Aim: Write out the whole listing exactly as it stands.

Record extracts:
§ §

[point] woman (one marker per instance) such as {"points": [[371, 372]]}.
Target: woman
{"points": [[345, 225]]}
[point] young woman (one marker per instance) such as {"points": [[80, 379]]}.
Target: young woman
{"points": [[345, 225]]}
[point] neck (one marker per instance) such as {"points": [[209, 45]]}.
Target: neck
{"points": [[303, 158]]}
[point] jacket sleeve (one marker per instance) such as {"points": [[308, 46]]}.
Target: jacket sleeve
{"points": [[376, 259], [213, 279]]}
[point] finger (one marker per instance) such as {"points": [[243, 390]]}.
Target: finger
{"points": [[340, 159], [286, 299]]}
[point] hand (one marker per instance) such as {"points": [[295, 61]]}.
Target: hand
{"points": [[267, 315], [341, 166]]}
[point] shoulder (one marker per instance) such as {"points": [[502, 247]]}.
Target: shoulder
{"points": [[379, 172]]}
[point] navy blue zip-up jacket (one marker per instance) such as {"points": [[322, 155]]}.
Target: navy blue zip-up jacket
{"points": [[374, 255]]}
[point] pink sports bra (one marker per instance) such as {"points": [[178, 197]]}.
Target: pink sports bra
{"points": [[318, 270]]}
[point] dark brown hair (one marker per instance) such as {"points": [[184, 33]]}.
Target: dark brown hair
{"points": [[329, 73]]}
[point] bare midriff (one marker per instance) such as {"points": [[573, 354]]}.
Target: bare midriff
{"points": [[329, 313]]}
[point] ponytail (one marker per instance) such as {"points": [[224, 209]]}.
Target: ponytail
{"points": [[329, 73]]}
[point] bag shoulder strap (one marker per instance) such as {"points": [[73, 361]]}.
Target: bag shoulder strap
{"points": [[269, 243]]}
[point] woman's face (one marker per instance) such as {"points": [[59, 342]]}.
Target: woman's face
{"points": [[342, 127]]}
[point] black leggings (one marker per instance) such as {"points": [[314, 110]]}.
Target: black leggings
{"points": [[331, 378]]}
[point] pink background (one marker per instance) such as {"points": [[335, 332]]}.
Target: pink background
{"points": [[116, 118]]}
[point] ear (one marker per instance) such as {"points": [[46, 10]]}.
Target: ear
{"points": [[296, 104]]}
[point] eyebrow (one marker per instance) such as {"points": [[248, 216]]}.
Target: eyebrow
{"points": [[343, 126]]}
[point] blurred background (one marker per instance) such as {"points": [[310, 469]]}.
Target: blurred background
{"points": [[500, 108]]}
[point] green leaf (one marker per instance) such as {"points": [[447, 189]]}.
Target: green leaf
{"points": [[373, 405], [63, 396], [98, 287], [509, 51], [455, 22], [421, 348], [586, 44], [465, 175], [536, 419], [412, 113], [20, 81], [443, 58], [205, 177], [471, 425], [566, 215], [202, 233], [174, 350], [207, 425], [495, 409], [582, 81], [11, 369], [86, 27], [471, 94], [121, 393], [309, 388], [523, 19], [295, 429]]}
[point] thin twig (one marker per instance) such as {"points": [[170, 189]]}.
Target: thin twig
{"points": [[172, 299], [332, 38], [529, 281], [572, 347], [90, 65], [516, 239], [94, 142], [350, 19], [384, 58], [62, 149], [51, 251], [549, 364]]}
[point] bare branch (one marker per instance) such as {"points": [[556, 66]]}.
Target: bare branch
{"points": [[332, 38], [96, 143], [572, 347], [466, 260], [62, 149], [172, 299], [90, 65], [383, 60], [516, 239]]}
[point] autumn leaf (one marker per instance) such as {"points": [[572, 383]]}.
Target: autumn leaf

§ §

Task solution:
[point] woman (one marker per instance) such as {"points": [[371, 372]]}.
Target: woman
{"points": [[345, 225]]}
[point] young woman (one marker per instance) such as {"points": [[80, 379]]}.
Target: young woman
{"points": [[345, 225]]}
[point] neck (one marker per instance) such as {"points": [[209, 45]]}.
Target: neck
{"points": [[303, 158]]}
[point] jacket sleeve (one marker per instance) such as {"points": [[308, 46]]}.
Target: jacket sleeve
{"points": [[376, 259], [213, 279]]}
[point] finger (one marker per instance) such as {"points": [[243, 390]]}.
Target: finger
{"points": [[340, 159], [286, 299]]}
[point] hand (one marker per instance) such as {"points": [[295, 61]]}.
Target: hand
{"points": [[267, 315], [341, 166]]}
[point] shoulder (one marker per instance) such as {"points": [[502, 247]]}.
Target: shoulder
{"points": [[379, 172]]}
[point] navy blue zip-up jacket (one marker per instance) such as {"points": [[322, 155]]}.
Target: navy blue zip-up jacket
{"points": [[374, 255]]}
[point] pink sports bra (one marker per instance) such as {"points": [[178, 197]]}.
Target: pink sports bra
{"points": [[318, 270]]}
[point] dark brown hair (one marker per instance) such as {"points": [[184, 33]]}.
Target: dark brown hair
{"points": [[329, 73]]}
[point] bare midriff (one marker per instance) such as {"points": [[573, 354]]}.
Target: bare midriff
{"points": [[329, 313]]}
[point] ponytail (one marker per instance) such as {"points": [[224, 209]]}.
Target: ponytail
{"points": [[329, 73]]}
[point] bag shoulder strap (one marker per instance) such as {"points": [[73, 361]]}.
Target: bag shoulder strap
{"points": [[269, 243]]}
[point] woman's face (one marker per instance) such as {"points": [[59, 342]]}.
Target: woman's face
{"points": [[342, 127]]}
[point] black leggings (one marker per instance) such as {"points": [[314, 110]]}.
Target: black leggings
{"points": [[331, 378]]}
[point] pink background (one marker per instance) such as {"points": [[335, 332]]}.
Target: pink background
{"points": [[116, 118]]}
[point] ear (one marker per instance) such as {"points": [[46, 10]]}.
Target: ear
{"points": [[296, 104]]}
[point] eyebrow (one marker per instance) such as {"points": [[248, 216]]}.
Target: eyebrow
{"points": [[343, 126]]}
[point] blurred background (one marker per instance) such as {"points": [[310, 469]]}.
Target: blurred background
{"points": [[500, 108]]}
[point] green leaf (one marker per instance) such as {"points": [[447, 189]]}.
Target: green leaf
{"points": [[373, 405], [63, 396], [98, 287], [509, 51], [455, 22], [421, 348], [586, 44], [465, 175], [536, 419], [412, 113], [20, 81], [443, 58], [205, 177], [471, 425], [566, 215], [202, 233], [174, 350], [207, 425], [495, 409], [582, 81], [11, 369], [86, 27], [471, 94], [121, 393], [309, 388], [523, 19], [295, 429]]}
[point] thin twig (one marker per instance) such as {"points": [[170, 189]]}.
Target: thin twig
{"points": [[172, 299], [332, 38], [529, 281], [572, 347], [90, 65], [516, 239], [94, 142], [350, 19], [384, 58], [62, 149], [51, 251], [549, 364]]}
[point] bare branch (one marker per instance) such as {"points": [[556, 66]]}.
Target: bare branch
{"points": [[332, 38], [96, 143], [572, 347], [466, 260], [62, 149], [172, 299], [90, 65], [383, 60], [516, 239]]}
[point] autumn leaf (one marker per instance) such as {"points": [[572, 383]]}.
Target: autumn leaf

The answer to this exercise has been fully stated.